-- TASK DESCRIPTION --
Each record that follows should be duplicated exactly, except for its pictures.
--
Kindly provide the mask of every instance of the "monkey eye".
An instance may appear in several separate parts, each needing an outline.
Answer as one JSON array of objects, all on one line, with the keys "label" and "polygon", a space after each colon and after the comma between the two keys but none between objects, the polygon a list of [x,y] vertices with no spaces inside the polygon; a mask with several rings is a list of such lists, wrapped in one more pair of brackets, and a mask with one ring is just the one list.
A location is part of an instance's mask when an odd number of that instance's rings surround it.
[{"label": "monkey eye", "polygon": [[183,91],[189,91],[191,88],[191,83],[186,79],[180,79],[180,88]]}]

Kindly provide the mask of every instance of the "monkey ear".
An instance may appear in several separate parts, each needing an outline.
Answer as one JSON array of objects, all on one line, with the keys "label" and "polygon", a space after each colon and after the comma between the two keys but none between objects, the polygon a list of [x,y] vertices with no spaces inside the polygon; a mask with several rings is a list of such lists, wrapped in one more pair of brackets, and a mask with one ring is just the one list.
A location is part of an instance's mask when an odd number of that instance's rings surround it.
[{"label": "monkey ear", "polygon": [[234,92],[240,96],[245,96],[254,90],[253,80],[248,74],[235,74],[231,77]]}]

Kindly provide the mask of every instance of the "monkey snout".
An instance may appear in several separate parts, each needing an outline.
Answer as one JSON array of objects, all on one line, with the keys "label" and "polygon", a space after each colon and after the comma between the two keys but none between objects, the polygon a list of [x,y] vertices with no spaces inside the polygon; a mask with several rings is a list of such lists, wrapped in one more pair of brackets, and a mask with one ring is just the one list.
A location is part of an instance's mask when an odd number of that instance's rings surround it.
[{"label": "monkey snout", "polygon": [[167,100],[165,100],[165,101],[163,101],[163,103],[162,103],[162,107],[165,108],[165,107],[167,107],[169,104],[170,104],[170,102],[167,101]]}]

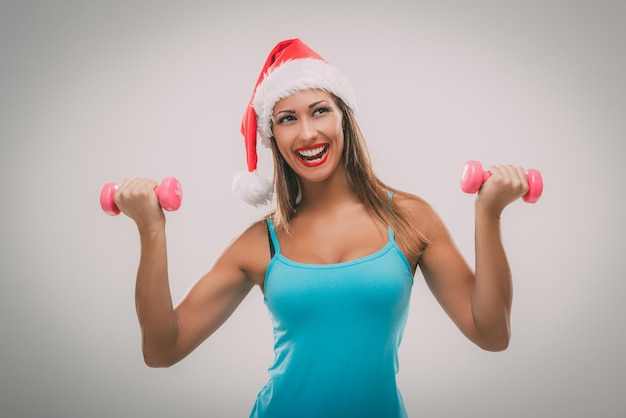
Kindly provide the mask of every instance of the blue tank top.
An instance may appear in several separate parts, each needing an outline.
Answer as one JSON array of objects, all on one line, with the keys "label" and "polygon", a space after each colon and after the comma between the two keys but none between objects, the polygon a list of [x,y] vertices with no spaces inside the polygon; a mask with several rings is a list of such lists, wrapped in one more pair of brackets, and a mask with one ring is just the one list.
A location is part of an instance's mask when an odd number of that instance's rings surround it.
[{"label": "blue tank top", "polygon": [[275,359],[250,417],[406,417],[396,374],[413,274],[393,230],[375,253],[336,264],[290,260],[268,230]]}]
--
-- RESULT --
Kindly provide the mask of every instance of the "monkey eye".
An instance may appear in several separate parts, each needing an outline.
Answer as one JSON array of objects, all on one line, with the keys "label" and "polygon", a space after each colon and after the comma between the two keys but none between objects, the polygon a list of [x,y] vertices with no spaces inside the polygon; a mask with several rings is a list of such lists, wrapped in one more pair of brackets, and a mask with one ring is just the one list.
A location is part of an instance's mask when an odd number of that instance's rings surround it.
[{"label": "monkey eye", "polygon": [[183,91],[189,91],[191,88],[191,83],[186,79],[180,79],[180,88]]}]

Kindly provide the mask of every instance of the "monkey ear".
An instance may appear in several separate parts, each needing an outline.
Answer as one JSON array of objects, all on one line, with the keys "label" and "polygon", a space after each colon and after the comma between the two keys but none between objects, the polygon a list of [x,y] vertices with no spaces inside the polygon; a mask with several rings is a list of such lists, wrapped in one more pair of brackets, and a mask with one ring is just the one list.
A location is part of an instance's mask when an odd number of that instance's rings surround it.
[{"label": "monkey ear", "polygon": [[234,92],[240,96],[245,96],[254,90],[253,80],[248,74],[235,74],[231,77]]}]

Kindly provide the mask of every instance of the "monkey snout".
An instance may appear in several separate parts, each needing an outline.
Answer as one JSON array of objects, all on one line, with the keys "label" and "polygon", a space after each colon and after the comma between the two keys but none between objects, the polygon a list of [x,y] vertices with no spaces inside the polygon; a mask with several rings is a list of such lists, wrapped in one more pair of brackets, and a mask with one ring is just the one list.
A location is part of an instance's mask when an odd number of that instance's rings surround it.
[{"label": "monkey snout", "polygon": [[167,100],[165,100],[165,101],[163,101],[163,103],[162,103],[162,107],[165,108],[165,107],[167,107],[169,104],[170,104],[170,102],[167,101]]}]

Kindly provide the mask of every instance of the blue tank top.
An instance may appear in several separate parts, each needing an outline.
Answer as one JSON array of objects, all on one line, with the keys "label" and "polygon", a space after each colon and after the comma between the two keys but none between objects, the polygon a list of [x,y] vertices with no spaces inside the polygon; a mask with several rings is a list of such lists, wrapped in one more pair of brackets, and a mask with one ring is just the one list.
A location is part of an instance's mask when an odd number of that instance's rings surround it.
[{"label": "blue tank top", "polygon": [[275,359],[250,417],[406,417],[396,374],[413,274],[393,230],[375,253],[336,264],[290,260],[268,230]]}]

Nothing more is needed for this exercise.